[Dataset records]
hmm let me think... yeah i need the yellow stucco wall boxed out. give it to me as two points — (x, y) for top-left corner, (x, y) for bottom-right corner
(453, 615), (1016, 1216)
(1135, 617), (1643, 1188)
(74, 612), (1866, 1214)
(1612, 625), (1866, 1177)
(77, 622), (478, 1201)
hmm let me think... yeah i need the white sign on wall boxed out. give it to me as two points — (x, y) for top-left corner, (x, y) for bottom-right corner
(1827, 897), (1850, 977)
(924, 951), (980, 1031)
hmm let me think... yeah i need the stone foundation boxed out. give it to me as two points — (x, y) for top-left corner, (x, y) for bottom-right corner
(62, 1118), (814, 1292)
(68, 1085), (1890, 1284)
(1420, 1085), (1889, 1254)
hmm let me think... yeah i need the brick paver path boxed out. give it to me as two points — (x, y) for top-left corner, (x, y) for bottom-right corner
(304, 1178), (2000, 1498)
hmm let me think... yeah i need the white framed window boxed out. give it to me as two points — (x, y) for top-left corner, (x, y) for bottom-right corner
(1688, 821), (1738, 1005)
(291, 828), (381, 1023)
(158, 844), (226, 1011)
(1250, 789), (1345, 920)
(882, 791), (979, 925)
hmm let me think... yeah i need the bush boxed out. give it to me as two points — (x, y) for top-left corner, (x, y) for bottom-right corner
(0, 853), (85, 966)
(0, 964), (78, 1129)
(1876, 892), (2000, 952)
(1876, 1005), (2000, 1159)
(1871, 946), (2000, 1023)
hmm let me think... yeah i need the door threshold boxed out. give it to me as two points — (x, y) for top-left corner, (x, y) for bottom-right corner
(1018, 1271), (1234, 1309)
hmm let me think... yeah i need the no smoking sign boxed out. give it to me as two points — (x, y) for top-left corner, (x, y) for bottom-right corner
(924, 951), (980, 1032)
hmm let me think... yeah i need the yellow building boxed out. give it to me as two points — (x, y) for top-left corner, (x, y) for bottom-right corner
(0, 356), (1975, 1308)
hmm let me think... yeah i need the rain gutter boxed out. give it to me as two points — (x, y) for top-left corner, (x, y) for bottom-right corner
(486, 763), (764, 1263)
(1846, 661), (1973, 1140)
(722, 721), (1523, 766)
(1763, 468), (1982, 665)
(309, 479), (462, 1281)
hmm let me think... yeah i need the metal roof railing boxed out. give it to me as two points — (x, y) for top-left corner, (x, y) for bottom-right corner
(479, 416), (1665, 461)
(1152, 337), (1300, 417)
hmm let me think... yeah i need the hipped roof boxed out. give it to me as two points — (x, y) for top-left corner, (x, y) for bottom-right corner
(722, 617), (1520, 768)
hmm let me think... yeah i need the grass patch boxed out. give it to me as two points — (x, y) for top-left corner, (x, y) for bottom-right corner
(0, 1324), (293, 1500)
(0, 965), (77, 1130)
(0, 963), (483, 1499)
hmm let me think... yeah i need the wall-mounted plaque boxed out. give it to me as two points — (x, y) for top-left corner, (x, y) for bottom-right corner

[Brief]: Only the stretch of lines that begins with the one holding "hmm let me think... yeah i need the hipped" and ends with the last line above belongs in the answer; please write it out exactly.

[Answer to the exercise]:
hmm let me think... yeah i need the hipped roof boxed out. give it to me as two points — (x, y) for top-left corner, (x, y) for bottom-right corner
(722, 617), (1520, 768)
hmm let me think... yeah i need the grass patch boxed out. give it to me as two points — (x, y) for top-left corner, (x, y) for bottom-right corner
(0, 1324), (293, 1500)
(0, 965), (77, 1130)
(0, 963), (483, 1499)
hmm let me think... yeah i need the wall-mounted plaque boxed out. give it to me as two points — (x, y) for top-left corner, (x, y) for bottom-right corner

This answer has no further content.